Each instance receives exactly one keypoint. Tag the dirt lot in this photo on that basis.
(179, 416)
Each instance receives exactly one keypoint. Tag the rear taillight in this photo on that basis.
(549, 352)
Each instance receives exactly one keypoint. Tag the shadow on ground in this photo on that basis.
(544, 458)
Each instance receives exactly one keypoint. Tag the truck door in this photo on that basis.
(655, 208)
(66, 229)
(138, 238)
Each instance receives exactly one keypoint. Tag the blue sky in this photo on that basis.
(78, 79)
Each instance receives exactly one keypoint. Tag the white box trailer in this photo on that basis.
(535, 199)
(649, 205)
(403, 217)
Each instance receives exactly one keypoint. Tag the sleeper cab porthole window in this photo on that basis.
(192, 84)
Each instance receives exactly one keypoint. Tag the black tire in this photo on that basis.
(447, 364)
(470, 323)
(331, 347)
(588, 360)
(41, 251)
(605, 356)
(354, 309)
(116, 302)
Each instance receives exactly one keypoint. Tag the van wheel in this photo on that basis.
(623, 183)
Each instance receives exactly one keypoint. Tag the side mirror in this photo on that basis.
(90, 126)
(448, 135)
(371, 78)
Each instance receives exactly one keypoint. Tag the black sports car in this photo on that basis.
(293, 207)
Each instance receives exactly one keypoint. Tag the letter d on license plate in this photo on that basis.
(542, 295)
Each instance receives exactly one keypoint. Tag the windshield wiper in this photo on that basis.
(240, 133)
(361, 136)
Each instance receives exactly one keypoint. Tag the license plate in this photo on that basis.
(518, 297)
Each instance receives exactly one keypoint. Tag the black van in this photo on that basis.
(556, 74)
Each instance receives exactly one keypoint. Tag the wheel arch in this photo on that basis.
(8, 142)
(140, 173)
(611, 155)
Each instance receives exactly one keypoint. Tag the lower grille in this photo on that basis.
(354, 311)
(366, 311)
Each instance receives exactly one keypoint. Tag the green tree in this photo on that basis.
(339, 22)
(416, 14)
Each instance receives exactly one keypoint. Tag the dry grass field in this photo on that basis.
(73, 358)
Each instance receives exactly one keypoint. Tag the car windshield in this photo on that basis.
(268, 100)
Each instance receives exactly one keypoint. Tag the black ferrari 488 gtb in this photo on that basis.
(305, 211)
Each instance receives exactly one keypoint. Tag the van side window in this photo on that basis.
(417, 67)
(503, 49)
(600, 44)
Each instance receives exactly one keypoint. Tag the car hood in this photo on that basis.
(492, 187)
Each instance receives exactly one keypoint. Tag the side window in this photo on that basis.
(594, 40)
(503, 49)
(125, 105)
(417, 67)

» **WHAT YOU HAVE TO DO**
Please return exactly the lines that run from the line with "Each instance receives exactly one keypoint. Tag the side window" through the end of the records above, both included, and nothing more.

» **REPLY TO THE TASK**
Each instance receives exactly one keypoint. Tag the side window in this photo on that basis.
(594, 40)
(503, 49)
(125, 105)
(417, 67)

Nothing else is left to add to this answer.